_LISTED RECORDS:_
————

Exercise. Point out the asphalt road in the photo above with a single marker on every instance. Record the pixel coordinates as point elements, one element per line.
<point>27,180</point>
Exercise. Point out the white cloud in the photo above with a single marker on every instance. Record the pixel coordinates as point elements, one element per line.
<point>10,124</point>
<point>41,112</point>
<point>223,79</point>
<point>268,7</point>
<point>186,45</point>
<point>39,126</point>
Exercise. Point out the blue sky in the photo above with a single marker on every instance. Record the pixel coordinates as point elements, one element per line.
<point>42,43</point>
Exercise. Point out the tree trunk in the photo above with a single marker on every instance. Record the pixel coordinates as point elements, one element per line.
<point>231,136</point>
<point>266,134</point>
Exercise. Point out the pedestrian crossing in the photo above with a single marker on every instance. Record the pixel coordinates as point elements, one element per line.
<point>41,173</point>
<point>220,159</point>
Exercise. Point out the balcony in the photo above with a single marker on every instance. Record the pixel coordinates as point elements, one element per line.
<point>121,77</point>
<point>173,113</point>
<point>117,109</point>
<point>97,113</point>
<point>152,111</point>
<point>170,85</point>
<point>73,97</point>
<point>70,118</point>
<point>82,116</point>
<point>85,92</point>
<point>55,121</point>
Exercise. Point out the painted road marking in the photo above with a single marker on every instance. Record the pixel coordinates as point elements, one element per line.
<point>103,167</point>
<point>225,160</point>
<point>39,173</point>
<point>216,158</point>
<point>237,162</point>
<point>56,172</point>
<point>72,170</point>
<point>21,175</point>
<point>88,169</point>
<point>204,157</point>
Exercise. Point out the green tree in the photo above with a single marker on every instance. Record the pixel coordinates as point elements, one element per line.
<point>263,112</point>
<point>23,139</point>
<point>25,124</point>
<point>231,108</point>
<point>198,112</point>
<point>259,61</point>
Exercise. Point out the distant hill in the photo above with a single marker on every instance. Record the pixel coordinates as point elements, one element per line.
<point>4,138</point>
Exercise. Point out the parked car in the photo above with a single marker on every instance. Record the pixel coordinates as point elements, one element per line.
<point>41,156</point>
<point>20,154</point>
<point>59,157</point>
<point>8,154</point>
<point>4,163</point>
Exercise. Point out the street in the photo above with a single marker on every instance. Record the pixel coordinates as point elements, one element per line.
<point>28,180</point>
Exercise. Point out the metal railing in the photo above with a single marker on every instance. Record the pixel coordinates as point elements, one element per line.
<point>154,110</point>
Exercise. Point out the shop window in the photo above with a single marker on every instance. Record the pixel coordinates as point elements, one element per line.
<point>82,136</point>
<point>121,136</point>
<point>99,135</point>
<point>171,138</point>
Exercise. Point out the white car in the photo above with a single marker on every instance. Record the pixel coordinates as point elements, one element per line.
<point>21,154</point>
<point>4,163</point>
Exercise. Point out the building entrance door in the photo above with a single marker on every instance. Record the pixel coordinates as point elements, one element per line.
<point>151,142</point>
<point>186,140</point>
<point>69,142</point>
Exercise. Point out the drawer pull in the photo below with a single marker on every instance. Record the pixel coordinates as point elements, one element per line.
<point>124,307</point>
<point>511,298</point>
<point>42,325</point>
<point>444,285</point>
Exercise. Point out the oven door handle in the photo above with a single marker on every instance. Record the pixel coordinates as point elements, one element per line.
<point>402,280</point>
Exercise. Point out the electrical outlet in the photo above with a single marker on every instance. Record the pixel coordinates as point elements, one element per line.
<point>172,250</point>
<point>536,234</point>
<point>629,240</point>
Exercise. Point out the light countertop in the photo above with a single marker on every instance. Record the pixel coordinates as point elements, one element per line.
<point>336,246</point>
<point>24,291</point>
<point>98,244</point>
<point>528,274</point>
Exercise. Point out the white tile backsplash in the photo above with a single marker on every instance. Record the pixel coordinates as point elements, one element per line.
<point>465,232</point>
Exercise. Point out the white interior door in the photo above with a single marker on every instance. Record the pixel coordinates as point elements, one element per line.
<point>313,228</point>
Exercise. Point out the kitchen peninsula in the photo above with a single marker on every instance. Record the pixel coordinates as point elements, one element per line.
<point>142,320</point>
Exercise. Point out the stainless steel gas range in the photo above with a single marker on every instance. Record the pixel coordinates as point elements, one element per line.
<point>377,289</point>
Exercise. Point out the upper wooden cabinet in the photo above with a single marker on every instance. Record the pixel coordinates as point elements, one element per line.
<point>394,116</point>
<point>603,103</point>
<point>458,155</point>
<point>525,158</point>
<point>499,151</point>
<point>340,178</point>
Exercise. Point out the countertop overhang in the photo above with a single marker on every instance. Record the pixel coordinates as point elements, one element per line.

————

_WHAT IS REQUIRED:_
All records must be transcribed exactly, with none left out.

_COMPLETED TASK:_
Exercise. Point out the asphalt road in the photo above with a single marker on every instance. Record the pixel coordinates as point elements, one element per line.
<point>27,180</point>
Exercise. Point out the white cloud in the photo above with a single marker on every instance. Record the pixel coordinates as point elements, one element per line.
<point>10,124</point>
<point>41,112</point>
<point>223,79</point>
<point>268,7</point>
<point>186,45</point>
<point>39,126</point>
Exercise. Point out the blue sky in the photo above with a single marker on every instance. Record the pixel coordinates as point elements, one element per line.
<point>42,43</point>
Exercise. Point out the tree trunk in the photo above with a single marker on every instance. Record the pixel coordinates as point elements, one element per line.
<point>231,136</point>
<point>266,134</point>
Exercise. Point out the pedestrian crossing in the photo above with a single marker on every instance. Record the pixel coordinates as point elements, one element per line.
<point>41,173</point>
<point>220,159</point>
Exercise. Point out the balcony in the photo above with a single marker on every instance. Record the pixel coordinates as point elements, one element per line.
<point>121,77</point>
<point>173,113</point>
<point>117,109</point>
<point>97,113</point>
<point>152,111</point>
<point>170,85</point>
<point>73,97</point>
<point>70,118</point>
<point>82,116</point>
<point>85,92</point>
<point>55,121</point>
Exercise. Point out the painted road marking in the photo above with a single marker on every instance. Record the pixel coordinates as point elements, one element per line.
<point>103,167</point>
<point>225,160</point>
<point>39,173</point>
<point>216,158</point>
<point>237,162</point>
<point>56,172</point>
<point>72,170</point>
<point>21,175</point>
<point>88,169</point>
<point>204,157</point>
Exercise. Point out the green tree in the photo above with a single marker on every instance. Record the pixel coordinates as point elements, one element per line.
<point>263,112</point>
<point>23,139</point>
<point>25,124</point>
<point>231,108</point>
<point>198,112</point>
<point>259,61</point>
Exercise. Point out the distant hill in the photo above with a single marker on every instance. Record the pixel coordinates as point elements, one element per line.
<point>4,138</point>
Exercise. Point out the parked car in the photo above with a single marker on every instance. Record the pixel coordinates as point elements, one element per line.
<point>41,156</point>
<point>20,154</point>
<point>59,157</point>
<point>8,154</point>
<point>4,163</point>
Exercise. Point out the street in the photo above with a single marker on every instance. Record the pixel coordinates as point elements, one element per line.
<point>28,180</point>
Exercise. Point out the metal railing in the photo above with a single marker on every instance. Record the pixel coordinates as point elements, one element per line.
<point>154,110</point>
Exercise. Point out the shop window in the photo above with a single marker on every instance. Record the pixel coordinates as point elements, one element per line.
<point>82,136</point>
<point>121,136</point>
<point>99,135</point>
<point>171,138</point>
Exercise. Point out the white car in the photo above with a single marker on every instance. Record the pixel coordinates as point elements, one element per line.
<point>21,154</point>
<point>4,163</point>
Exercise. Point out the building entrance door in the photo above with a single marker on every instance. Record the pixel coordinates as point elements, one element per line.
<point>151,142</point>
<point>186,140</point>
<point>69,142</point>
Exercise. Point out the drawer pull in the photo below with a single marker on every instance. Record the pixel coordinates as point elements, one element per line.
<point>124,307</point>
<point>511,298</point>
<point>42,325</point>
<point>444,285</point>
Exercise. Point out the oven door handle in the photo above with a single marker on every instance. Record the pixel coordinates as point elements, one element per line.
<point>402,280</point>
Exercise. Point out the electrical outlet in the photo above with a single marker on every instance. Record the pixel coordinates as point elements, one element per line.
<point>172,250</point>
<point>536,234</point>
<point>629,240</point>
Exercise. Point out the light countertop in the photo above with a single marker on every instance. Record the pixel coordinates as point elements, one element per line.
<point>336,246</point>
<point>24,291</point>
<point>98,244</point>
<point>528,274</point>
Exercise. Point out the white tile backsplash in the photo above with a single marker on every instance. Record the pixel coordinates as point elements, one element per line.
<point>465,232</point>
Exercise. Point out the white interior door in the photo above with a single marker on every instance. Record the pixel coordinates as point elements, one element per line.
<point>313,228</point>
Exercise. Point out the kitchen peninsula in the photo above with a single marker on every instance. Record the pixel coordinates as point elements, one element per line.
<point>142,320</point>
Exercise. Point out the stainless steel gas range in the photo above with a single marker on every instance. Record the pixel coordinates as point elements, one element per line.
<point>377,289</point>
Exercise. Point out the upper wooden cabinet in the photo above with a single marker on every instance. Record the pixel coordinates as point elements, one element per line.
<point>394,116</point>
<point>603,103</point>
<point>458,155</point>
<point>525,158</point>
<point>499,151</point>
<point>340,178</point>
Exercise. Point out the countertop overhang in the photo above with a single marker on every instance. Record the pixel coordinates as point elements, one element per line.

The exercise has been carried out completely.